OBJECTIVE
Transcribe every one of the rows below character for character, changing nothing.

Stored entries
----------------------------------------

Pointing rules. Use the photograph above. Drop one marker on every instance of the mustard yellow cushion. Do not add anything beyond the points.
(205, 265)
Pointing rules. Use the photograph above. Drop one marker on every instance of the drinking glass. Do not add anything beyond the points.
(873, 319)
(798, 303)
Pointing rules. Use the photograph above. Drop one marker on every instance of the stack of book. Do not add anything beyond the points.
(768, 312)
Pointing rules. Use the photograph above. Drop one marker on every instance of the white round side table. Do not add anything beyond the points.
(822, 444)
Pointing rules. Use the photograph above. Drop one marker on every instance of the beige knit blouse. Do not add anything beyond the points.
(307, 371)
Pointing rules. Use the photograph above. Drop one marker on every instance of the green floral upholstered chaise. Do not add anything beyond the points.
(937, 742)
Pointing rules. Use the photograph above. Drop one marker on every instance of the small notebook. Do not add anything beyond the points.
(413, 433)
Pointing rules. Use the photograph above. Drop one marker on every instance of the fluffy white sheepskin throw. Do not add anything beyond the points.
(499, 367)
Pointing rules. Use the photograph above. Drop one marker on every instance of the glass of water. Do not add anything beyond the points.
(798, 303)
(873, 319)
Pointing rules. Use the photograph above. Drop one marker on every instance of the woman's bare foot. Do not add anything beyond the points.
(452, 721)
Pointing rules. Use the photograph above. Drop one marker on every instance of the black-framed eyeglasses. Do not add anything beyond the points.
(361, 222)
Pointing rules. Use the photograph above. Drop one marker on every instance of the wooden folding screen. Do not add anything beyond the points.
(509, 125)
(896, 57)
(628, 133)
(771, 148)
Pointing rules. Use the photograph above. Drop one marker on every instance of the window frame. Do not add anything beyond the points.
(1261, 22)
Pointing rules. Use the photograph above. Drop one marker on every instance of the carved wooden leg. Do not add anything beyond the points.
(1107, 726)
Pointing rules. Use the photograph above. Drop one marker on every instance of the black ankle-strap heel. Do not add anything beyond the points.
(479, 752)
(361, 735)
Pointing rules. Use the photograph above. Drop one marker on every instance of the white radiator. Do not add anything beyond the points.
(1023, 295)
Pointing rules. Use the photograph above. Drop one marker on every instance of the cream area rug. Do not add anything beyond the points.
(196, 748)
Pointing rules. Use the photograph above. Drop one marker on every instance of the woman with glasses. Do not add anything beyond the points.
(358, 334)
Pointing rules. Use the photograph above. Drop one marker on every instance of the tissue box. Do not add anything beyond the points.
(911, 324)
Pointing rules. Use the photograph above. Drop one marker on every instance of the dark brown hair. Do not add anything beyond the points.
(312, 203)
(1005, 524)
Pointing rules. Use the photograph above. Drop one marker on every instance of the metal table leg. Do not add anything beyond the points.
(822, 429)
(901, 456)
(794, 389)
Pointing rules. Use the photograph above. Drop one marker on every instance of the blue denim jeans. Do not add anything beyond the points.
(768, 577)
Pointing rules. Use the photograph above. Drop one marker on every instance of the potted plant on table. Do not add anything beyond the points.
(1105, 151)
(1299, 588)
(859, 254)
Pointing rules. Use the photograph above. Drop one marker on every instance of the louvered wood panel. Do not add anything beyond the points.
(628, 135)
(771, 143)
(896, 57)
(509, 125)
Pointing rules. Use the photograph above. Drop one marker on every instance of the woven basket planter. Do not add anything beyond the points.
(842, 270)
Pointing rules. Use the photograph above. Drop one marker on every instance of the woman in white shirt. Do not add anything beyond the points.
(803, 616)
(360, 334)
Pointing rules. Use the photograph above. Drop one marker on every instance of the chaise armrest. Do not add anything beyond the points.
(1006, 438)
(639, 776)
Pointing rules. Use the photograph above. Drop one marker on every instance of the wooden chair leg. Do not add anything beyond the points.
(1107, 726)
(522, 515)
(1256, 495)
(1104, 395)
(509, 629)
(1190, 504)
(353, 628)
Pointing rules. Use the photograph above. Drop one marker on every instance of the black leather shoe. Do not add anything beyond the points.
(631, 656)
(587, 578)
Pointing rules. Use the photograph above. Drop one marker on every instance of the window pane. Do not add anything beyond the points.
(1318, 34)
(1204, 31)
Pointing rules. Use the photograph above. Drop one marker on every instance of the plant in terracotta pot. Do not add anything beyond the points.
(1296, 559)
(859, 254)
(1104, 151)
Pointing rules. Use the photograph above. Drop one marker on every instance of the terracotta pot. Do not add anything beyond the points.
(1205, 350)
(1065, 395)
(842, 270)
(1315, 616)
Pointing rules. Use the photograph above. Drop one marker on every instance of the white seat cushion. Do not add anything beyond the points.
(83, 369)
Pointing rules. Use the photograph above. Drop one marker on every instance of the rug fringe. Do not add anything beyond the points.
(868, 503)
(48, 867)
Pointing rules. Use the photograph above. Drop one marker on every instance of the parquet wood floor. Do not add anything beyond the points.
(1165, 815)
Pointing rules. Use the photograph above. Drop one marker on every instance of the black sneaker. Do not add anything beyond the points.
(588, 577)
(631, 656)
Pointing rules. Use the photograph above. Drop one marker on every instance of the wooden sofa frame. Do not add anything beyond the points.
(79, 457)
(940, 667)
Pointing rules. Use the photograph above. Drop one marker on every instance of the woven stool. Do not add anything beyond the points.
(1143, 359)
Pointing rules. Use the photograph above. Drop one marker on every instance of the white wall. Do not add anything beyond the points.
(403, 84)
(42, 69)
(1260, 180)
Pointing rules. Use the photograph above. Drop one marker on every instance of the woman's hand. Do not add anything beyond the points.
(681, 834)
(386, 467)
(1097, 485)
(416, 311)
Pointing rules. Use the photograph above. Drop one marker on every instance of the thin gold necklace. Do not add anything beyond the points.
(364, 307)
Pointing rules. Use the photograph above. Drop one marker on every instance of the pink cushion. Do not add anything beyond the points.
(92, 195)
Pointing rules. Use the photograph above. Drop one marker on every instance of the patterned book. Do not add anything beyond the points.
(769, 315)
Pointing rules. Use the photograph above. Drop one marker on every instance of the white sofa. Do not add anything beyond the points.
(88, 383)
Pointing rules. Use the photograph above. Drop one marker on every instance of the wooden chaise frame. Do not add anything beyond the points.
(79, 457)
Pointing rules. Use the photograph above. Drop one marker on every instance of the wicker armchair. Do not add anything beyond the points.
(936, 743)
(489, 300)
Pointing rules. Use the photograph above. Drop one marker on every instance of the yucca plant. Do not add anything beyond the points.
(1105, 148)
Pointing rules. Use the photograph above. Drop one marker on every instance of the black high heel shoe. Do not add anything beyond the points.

----------------------------------------

EXERCISE OUTPUT
Pointing rules. Use the photograph above. Drop one marker on every instance of the mustard yellow cushion. Do not add anything beyond the points.
(205, 265)
Pointing rules. Use the photograph above. Drop one marker on every instance of the drinking glass. Do not add anything beyond the points.
(873, 319)
(798, 303)
Pointing rules. Use the photograph above. Drop one marker on every instance of the stack of book. Do not add anything beyond the points.
(768, 312)
Pointing rules. Use the photograph above. Drop one marker on every instance of the white round side table. Do not add anything beyond the points.
(822, 444)
Pointing rules. Use the photograph above. Drop one marker on every instance of the beige knit blouse. Do not add anything beyond the points.
(307, 371)
Pointing rules. Use the photograph above. Drop one marker on every instance of the green floral upholstered chaise. Do not add anything beyond the points.
(937, 742)
Pointing rules. Use the photograph above. Drop one marker on every instance of the small notebook. Do not add anything beyond the points.
(413, 433)
Pointing rules. Use the photograph above. Drop one marker on every instance of the fluffy white sheepskin throw. Do not add anything beyond the points.
(499, 367)
Pointing rules. Use the photograph above. Drop one marker on every instance of the glass of water. Do not add anything beyond the points.
(798, 303)
(873, 319)
Pointing rules. Use the photograph above. Drop one marker on every instance of the woman's bare foot. Do not add anything beyond the points.
(452, 721)
Pointing rules. Use the photograph above. Drop one marker on every instance of the black-framed eyeglasses. Do not add anything beyond the points.
(361, 222)
Pointing rules. Use the photograph above. Drop one marker on every instance of the wooden folding screen. Do not add anything beyond the points.
(509, 125)
(896, 57)
(628, 133)
(771, 148)
Pointing rules. Use the photograph above. Drop one marker on every instance of the window frame. Do not add anything beyond the points.
(1261, 22)
Pointing rules. Use the photograph above. Drop one marker on every instance of the carved wooden leg. Do not add anything beyond the points.
(1107, 726)
Pointing rules. Use the photograph above. Drop one marker on every instance of the black ankle-strap heel. Do not add anything beyond the points.
(479, 752)
(361, 735)
Pointing rules. Use the photograph above. Drop one marker on every instance of the white radiator. Do not add anything beyond the points.
(1023, 295)
Pointing rules. Use the photograph above. Drop one marker on every instance of the cream area rug. Do not add anything beyond the points.
(196, 748)
Pointing rules. Use the photograph above. Drop one marker on every instance of the woman with glasses. Do not add anything beyond the points.
(358, 334)
Pointing rules. Use the photograph above. Drop one marker on every instance of the tissue box. Do not add anything beyond the points.
(911, 324)
Pointing rules. Use the photograph above. Drop one marker on every instance of the dark brown hair. Do not add anything beyond the points.
(312, 203)
(1005, 524)
Pointing rules. Use the photograph above. Drop one marker on every instance of the metal table leg. Do not add anything beyond the points.
(822, 429)
(901, 456)
(794, 389)
Pointing rules. Use the photograph above. Drop one marker on every instance of the blue denim jeans. Do not add anything beyond the points.
(768, 577)
Pointing rules. Use the photograph above. Drop one marker on every instance of the potted plant on table. Do not add anything beyond the points.
(1105, 151)
(1299, 588)
(859, 254)
Pointing rules. Use the photograph above. Drop one marker on every instance of the louvered wood panel. Do not add anything beyond the points.
(628, 135)
(771, 143)
(896, 57)
(509, 125)
Pointing rules. Use the photograph above. Drop one marker on every instance of the woven basket planter. Do not add anything beyond the points.
(842, 270)
Pointing rules. Use the photograph above. Drop one marker on every instance of the woman in white shirt. Do not add anything beyond the points.
(803, 616)
(360, 334)
Pointing rules. Use the photograph above. Drop one marker on every instance of the chaise armrest. Do not add anything beyond the points.
(1006, 438)
(639, 776)
Pointing rules. Use the photograph above. Drop one marker on every instance of the wooden chair leg. Do not add anything beyond the points.
(1107, 726)
(522, 515)
(1256, 495)
(1104, 395)
(509, 629)
(1190, 504)
(353, 628)
Pointing rules. Use the photograph above. Drop one marker on every instance of the black leather shoe. Do not add anything beyond the points.
(631, 656)
(587, 578)
Pointing rules. Use the photograph above. Drop one marker on every instance of the window pane. Do not add anything beyond the points.
(1318, 34)
(1204, 31)
Pointing rules. Use the photograph above. Drop one marker on every instance of the plant in terracotta pot. Do not add anything beyond the points.
(1296, 559)
(859, 254)
(1104, 151)
Pointing rules. Use the photograph above. Drop one marker on every instance of the terracotta pot. Do not add anything beyond the points.
(1205, 350)
(1065, 395)
(842, 270)
(1315, 616)
Pointing rules. Use the photograph above. Drop one marker on every instance of the white seat cushion. Do not add anything beyond the points.
(83, 369)
Pointing rules. Use the photograph above. Drop one marker on every instance of the rug fringe. Do not add anything beyond the points.
(868, 503)
(48, 867)
Pointing rules. Use the photograph above. Drop one marker on every instance of the parquet wood floor. Do not add anything beyond the points.
(1165, 815)
Pointing rules. Use the photograph above. Drop one marker on every instance of the black sneaker. Do not add anything beyond the points.
(588, 577)
(631, 656)
Pointing rules. Use the photograph above. Drop one marker on every instance of the wooden sofa frame. Do not add anything beyond the points.
(79, 457)
(940, 667)
Pointing rules. Use the photograph above. Drop one marker on every instance of the woven stool. Do not add anything beyond the points.
(1143, 359)
Pointing rules. Use the photograph above. Drop one marker on every instance of the white wall. Do not add anything beyond the points.
(403, 84)
(42, 69)
(1260, 180)
Pointing rules. Use the photograph above. Drop one marker on every instance of the woman's hand. Do not add anything beyond the points.
(681, 834)
(386, 467)
(1097, 485)
(416, 311)
Pointing rules. Use the photograph above. Drop one marker on every instance of the thin gold necklace. Do not add anything beyond the points.
(364, 307)
Pointing rules. Use the photograph above. Drop one marker on every instance of the pink cushion. Do not add anything beyond the points.
(92, 195)
Pointing rules. Use the photograph above. Drop one marker on every instance of the patterned book. Do not add anything beyond the points.
(769, 315)
Pointing rules. Use the photograph above. Drop one marker on every instance of the white sofa. Do not add anything beyond the points.
(88, 383)
Pointing rules. Use the photograph above. Drop one marker on every instance of the wooden chaise frame. Do not add anything beyond the points.
(79, 457)
Pointing rules. Use the photograph above. Drop one marker on every instance of the wicker armchair. Do not add anything beyond the points.
(936, 743)
(489, 300)
Pointing rules. Use the photograph above. Drop one marker on every instance of the yucca plant. Do not add anything beyond the points.
(1105, 148)
Pointing rules. Use the photograph above. Drop one marker on every instance of the black high heel shoe. Do not add anything beyond the points.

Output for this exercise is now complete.